LSTM (Long Short-Term Memory) is a special kind of Recurrent Neural Network (RNN) designed to remember important information over long time sequences and forget useless stuff.

A smart notebook that decides what to remember, what to forget, and what to use right now.

Classic RNNs forget quickly. LSTMs were invented to fix that.

Mathematical Intuition

Each LSTM cell has 3 gates + memory.

Let:

  • xt = input at time t
  • ht-1 = previous hidden state
  • ct-1 = previous memory (cell state)

Forget Gate – What should I forget?

f_t = σ(W_f [h_{t-1}, x_t] + b_f)
  • Outputs values between 0 and 1
  • 0 → forget completely
  • 1 → keep completely

Input Gate

i_t = σ(W_i [h_{t-1}, x_t] + b_i)
~c_t = tanh(W_c [h_{t-1}, x_t] + b_c)

RECORDS SHOWN ->

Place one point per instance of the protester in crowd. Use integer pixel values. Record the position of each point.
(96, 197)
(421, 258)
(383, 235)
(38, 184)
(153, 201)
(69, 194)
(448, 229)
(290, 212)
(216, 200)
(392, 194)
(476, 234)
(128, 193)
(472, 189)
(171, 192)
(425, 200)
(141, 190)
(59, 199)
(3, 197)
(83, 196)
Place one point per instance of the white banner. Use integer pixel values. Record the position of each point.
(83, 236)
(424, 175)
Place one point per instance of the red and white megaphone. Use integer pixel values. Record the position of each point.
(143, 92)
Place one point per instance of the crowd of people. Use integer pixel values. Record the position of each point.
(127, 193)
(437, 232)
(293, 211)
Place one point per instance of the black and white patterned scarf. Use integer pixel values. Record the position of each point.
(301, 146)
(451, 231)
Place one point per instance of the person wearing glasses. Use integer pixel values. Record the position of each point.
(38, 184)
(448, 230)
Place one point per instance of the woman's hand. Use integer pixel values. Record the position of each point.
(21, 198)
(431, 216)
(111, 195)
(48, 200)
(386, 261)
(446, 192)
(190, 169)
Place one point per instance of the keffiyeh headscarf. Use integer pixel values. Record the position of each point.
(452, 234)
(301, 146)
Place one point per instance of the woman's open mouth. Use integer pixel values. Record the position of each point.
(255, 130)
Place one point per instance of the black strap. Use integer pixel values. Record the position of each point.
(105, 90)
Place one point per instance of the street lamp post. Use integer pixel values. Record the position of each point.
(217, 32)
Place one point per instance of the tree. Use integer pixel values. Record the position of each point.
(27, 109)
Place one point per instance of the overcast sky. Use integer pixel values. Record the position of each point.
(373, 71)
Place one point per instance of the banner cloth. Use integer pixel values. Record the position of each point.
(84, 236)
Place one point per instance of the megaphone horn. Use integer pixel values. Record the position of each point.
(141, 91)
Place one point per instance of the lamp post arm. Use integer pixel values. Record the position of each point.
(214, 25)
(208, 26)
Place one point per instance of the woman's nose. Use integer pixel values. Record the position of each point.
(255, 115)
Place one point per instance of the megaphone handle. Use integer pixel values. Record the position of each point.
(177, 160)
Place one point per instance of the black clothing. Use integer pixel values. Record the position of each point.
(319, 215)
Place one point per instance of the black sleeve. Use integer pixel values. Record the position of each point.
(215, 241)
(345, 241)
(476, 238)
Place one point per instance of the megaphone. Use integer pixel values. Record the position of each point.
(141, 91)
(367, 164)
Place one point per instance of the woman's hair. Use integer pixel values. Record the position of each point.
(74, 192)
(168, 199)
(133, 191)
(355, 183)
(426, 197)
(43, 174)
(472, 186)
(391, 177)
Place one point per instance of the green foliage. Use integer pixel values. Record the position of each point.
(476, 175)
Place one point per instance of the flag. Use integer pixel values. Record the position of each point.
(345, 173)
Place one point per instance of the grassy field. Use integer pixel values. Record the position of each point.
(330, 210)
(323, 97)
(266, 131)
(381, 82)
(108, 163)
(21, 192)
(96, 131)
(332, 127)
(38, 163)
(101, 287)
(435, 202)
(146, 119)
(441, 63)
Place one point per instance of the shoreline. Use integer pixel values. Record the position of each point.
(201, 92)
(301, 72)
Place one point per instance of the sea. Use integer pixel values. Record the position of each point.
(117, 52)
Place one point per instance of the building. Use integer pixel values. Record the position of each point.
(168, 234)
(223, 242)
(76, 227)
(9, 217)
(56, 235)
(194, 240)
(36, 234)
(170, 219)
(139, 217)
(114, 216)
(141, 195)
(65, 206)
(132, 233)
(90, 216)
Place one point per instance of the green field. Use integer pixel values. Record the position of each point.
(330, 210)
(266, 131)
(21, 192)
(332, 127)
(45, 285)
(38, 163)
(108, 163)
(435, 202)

JOB A ->
Reproduce the passage of the LSTM text from "Each LSTM cell" to "should I forget?".
JOB B ->
Continue the LSTM text from the point where it ends.

RIGHT ANSWER A ->
Each LSTM cell has 3 gates + memory.

Let:

  • xt = input at time t
  • ht-1 = previous hidden state
  • ct-1 = previous memory (cell state)

Forget Gate – What should I forget?

RIGHT ANSWER B ->
Update Memory

c_t = f_t * c_{t-1} + i_t * ~c_t

This is the magic: memory flows almost unchanged, preventing vanishing gradients.

Output Gate

o_t = σ(W_o [h_{t-1}, x_t] + b_o)
h_t = o_t * tanh(c_t)

Key idea:

  • Cell state c_t = long-term memory
  • Hidden state h_t = short-term output

Why LSTM works

Vanilla RNN problem

  • Gradients → 0 (vanishing gradient)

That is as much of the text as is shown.